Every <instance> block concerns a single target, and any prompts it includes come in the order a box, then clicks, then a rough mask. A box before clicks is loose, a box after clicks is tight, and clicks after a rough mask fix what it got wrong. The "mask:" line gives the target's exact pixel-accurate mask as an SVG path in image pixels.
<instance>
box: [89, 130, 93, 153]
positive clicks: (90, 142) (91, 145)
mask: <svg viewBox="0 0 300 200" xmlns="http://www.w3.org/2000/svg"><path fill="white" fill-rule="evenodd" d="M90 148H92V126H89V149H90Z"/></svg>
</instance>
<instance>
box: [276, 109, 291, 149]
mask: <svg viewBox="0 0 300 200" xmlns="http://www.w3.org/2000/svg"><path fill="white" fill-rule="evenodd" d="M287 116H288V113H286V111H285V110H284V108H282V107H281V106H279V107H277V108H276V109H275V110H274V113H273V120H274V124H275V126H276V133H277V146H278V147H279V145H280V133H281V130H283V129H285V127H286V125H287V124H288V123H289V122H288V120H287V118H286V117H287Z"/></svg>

______

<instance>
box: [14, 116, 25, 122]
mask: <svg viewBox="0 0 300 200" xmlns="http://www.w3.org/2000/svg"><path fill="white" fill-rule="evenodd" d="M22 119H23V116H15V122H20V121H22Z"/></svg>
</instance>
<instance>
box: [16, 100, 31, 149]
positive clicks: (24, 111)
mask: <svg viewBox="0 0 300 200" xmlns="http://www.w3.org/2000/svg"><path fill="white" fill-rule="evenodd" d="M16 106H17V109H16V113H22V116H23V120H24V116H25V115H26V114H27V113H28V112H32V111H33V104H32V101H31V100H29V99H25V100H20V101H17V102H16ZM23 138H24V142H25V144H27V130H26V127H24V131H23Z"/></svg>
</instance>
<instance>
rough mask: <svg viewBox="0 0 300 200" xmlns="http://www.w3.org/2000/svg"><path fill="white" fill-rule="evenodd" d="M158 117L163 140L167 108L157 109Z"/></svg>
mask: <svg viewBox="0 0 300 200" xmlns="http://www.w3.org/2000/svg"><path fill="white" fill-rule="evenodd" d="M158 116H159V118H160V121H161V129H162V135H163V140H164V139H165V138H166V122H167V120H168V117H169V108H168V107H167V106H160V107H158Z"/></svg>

______

Exercise aim – Above are the records; from them, give again exactly the lines from the one containing "Every <instance> block" to the one containing "box: [89, 130, 93, 153]", both lines included, and nothing more.

Your solution –
Every <instance> block concerns a single target, and any prompts it includes come in the order a box, then clicks, then a rough mask. A box before clicks is loose, a box after clicks is tight, and clicks after a rough mask fix what it got wrong. The "mask:" line gives the target's exact pixel-accurate mask as an SVG path in image pixels.
<instance>
box: [89, 130, 93, 153]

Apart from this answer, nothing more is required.